- **Tarefa proposta A**
Responda às perguntas sobre o trecho a respeito dos imigrantes alemães no Brasil:
(i) Segundo o trecho, o Brasil se transformará no futuro numa réplica de qual país?
(ii) Que jornal o trecho cita ao comparar o salão a um estábulo imundo?
(iii) Para onde, segundo o trecho, qualquer criminoso pode contar com a possibilidade de fugir?
- **Tarefa proposta B**
Continue o trecho sobre os imigrantes alemães no Brasil a partir da última frase.

- **Trecho da página**
Se os alemães pretendem reclamar alguma importância  para si para o futuro deverão, como fizeram até agora, preservar  as sua identidade e evitar o caldeamento com os nativos. A miscigenação significaria a absorção do elemento alemão, o que não seria bom nem para o Brasil. Com esse procedimento não representam, de forma alguma, um perigo para o povo brasileiro, que de qualquer forma não existe bem definido como tal e, sob o aspecto numérico, não está em condições de assimilar os imigrantes alemães. O Brasil é grande demais e a população nativa muito fraca para esperar tal coisa com chance de êxito, das  populações  imigradas dos alemãs, italianas, polonesas, russas e outras. Para o futuro a república do Brasil transformar-se-á numa réplica da Suíça (evidentemente numa escala muito maior). Nela viverão pacificamente, lado a lado, alemães, franceses, italianos, romanos. Na Suíça basta a unidade do país, o governo central, a história, a língua oficial e os interesses comuns, para garantir solidez e respeito ao Estado. Porque não seria possível o mesmo no Brasil ?
Vamos verificar  se os autênticos hábitos e costumes foram fielmente preservados na nova pátria. O que aconteceu por ex., com o espírito de poupança dos antigos que ganhavam com dificuldade os seus parcos vinténs e os empregavam bem ? Lamentavelmente somos obrigados a concordar com o testemunho uníssono dos avós, merecedores de toda a credibilidade, que não poucas desvirtudes já entraram na mata virgem. Observemos o jovens por ocasião dos assim chamados Kerb e bailes. Na velha pátria não se conheciam argolas nos salões e pendurados neles barrilzinhos com o caro vinho do Reno. Não se oferecia cerveja inglesa ou bebidas às dúzias no meio de um clima de exibição. A alegria era mais disciplinada e não degenerava tão facilmente em excessos decapitando   garrafas de vinho do Reno ou entrando a cavalo no salão. Não raro, como noticia o "Deutsches Volksblatt", o salão se assemelha a um estábulo imundo cheirado a cerveja e a alegria inofensiva degenera em  selvageria animal. Na antiga pátria não se costumava invadir  o recinto dos encontros com a faca desembainhada ou pistola carregada, para transformá-lo num palco de brigas e assassinatos. As festas terminavam com a sensação de satisfação e bem estar, não como agora, com pavor, arrependimento e desespero. Para sermos justos não queremos silenciar que, as nossas condições legais peculiares, tem a culpa principal no avanço frenético da barbárie. Pois, o que pode resultar de bem para o povo quando nem sequer se registra o "corpo de delito" no local da dança onde alguém foi morto. Mais ainda. Nem as testemunhas principais são ouvidas, nem o júri é capaz de causar algum susto, porque qualquer criminoso pode contar com  a possibilidade de uma fuga para o Campo ou a Serra. Nesse contexto geram-se as condições como as que temos no presente. Entende-se assim a observação de não poucos colonos: "Meu Deus. O que seria de nós se não pudéssemos contar com os padres! “Mesmo o mais míope  reconhece que se deve unicamente à religião de o mal não ter assumido proporções maiores e características mais nefastas.

- **Dados fornecidos**
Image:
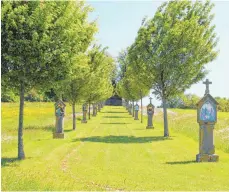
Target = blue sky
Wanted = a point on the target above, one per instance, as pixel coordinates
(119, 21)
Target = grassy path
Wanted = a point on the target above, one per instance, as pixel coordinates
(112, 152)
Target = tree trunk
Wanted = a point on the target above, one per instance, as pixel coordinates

==

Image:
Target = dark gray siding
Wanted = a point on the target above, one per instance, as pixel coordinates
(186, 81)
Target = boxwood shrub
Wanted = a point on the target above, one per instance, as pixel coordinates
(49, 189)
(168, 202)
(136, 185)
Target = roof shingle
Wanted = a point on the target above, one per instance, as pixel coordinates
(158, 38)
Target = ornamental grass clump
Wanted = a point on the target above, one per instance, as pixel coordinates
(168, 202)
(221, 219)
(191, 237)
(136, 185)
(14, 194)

* * *

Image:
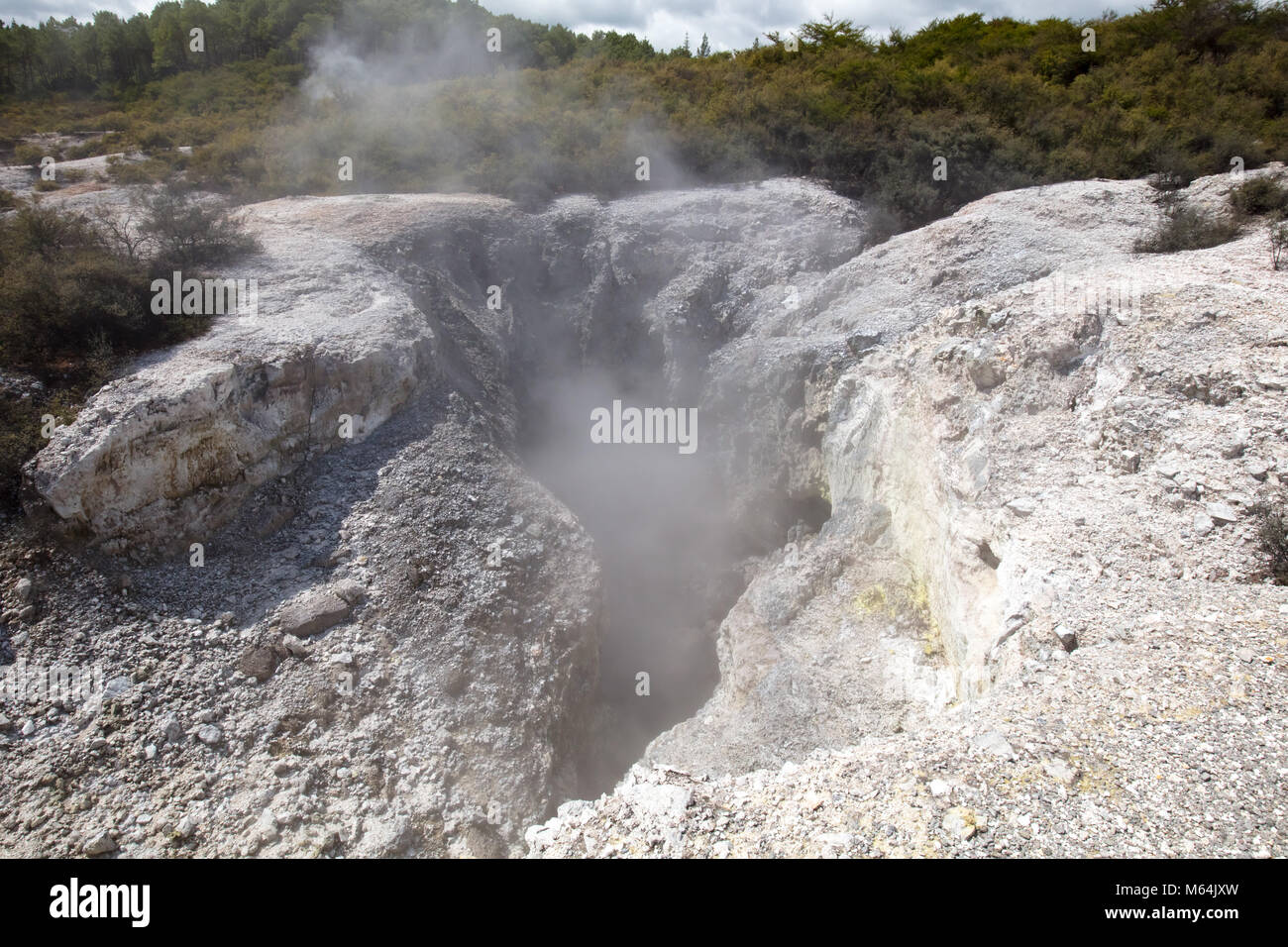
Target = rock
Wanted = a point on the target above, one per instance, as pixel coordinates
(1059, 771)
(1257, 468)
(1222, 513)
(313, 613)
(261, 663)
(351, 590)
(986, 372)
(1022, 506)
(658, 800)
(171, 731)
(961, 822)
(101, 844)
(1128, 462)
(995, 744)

- **Resultado da tarefa A**
(i) Da Suíça, numa escala muito maior.
(ii) O "Deutsches Volksblatt".
(iii) Para o Campo ou a Serra.

- **Resultado da tarefa B**
Nos velhos e bons tempos as coisas se passavam bem diferentes na venda de Paul Kasper onde, conforme a tradição, foi instalado o primeiro local para dançar. No recinto com assoalho de tábuas, fechado com lona e coberto com galhos de pinheiro, as coisas aconteciam com maior decência e as chuvas torrenciais que inundavam o local à noite, encarregavam-se para que as diversões não se prolongassem além da conta. Na época a chuva não precisava a sujeira e quem sabe  o sangue, uma limpeza que hoje em muitos lugares, nem uma chuva de três dias resolveria.
Passemos das diversões para o trabalho. Está claro de que a energia para o trabalho da terceira geração de hoje, não  se situa mais no nível dos pais e avós. Com isso não se quer afirmar que se extinguiu na colônia a vontade e o amor ao trabalho. Ociosos são ainda uma raridade e merecem desprezo generalizado. Até se pode afirmar que muitos trabalham demais, ou iludidos por um objetivo equivocado, ou se empenham além de suas forças. Esperam que a bênção do trabalho preserve o caráter alemão dos muitos descaminhos a que o ócio costuma levar os homens e influa como um banho refrigerador sobre a moral do homem  e sobre toda a família humana. Consideremos, por exemplo o esforço extenuante  que a colheita do feijão exige de jovens e velhos        e como o colono, além disto, é obrigado a carregar o ano todo o fardo do trabalho. Aqui nem o inverno propicia descanso para o colono. Durante o dia as plantações de milho tomam-lhe o tempo. É preciso cortar os pés de milho  e dobrar as espigas. É preciso carregar na carroça os numerosos montes de espigas e levá-los até o paiol. Na entrada da noite o gado quer se  tratado e a janta frugal ser tomada. Segue-se mais uma ocupação que, embora não exija grande esforço, requer muito tempo. Todos os membros da família, pais, filhos junto com os vizinhos, reúnem-se no paiol baixo, fracamente iluminado por uma lanterna, como é hábito nas salas de fiar da Alemanha. Aqui, porém, não se escuta o ruído das rocas, mas o farfalhar da palha das espigas, que uma vez livres do seu invólucro, são jogadas num monte. Durante esse trabalho cabe principalmente aos mais idosos contar as vivências do passado, com ênfase especial para  imigração e a fundação das colônias. O povo mais jovem, especialmente as crianças escutam com atenção. Foi dessa forma que se perpetuaram nas novas gerações as máximas e os princípios dos bons e  velhos tempos. Verdadeiros recintos de tecelagem também não são raros nas colônias, com a diferença de que se limitam a uma única família.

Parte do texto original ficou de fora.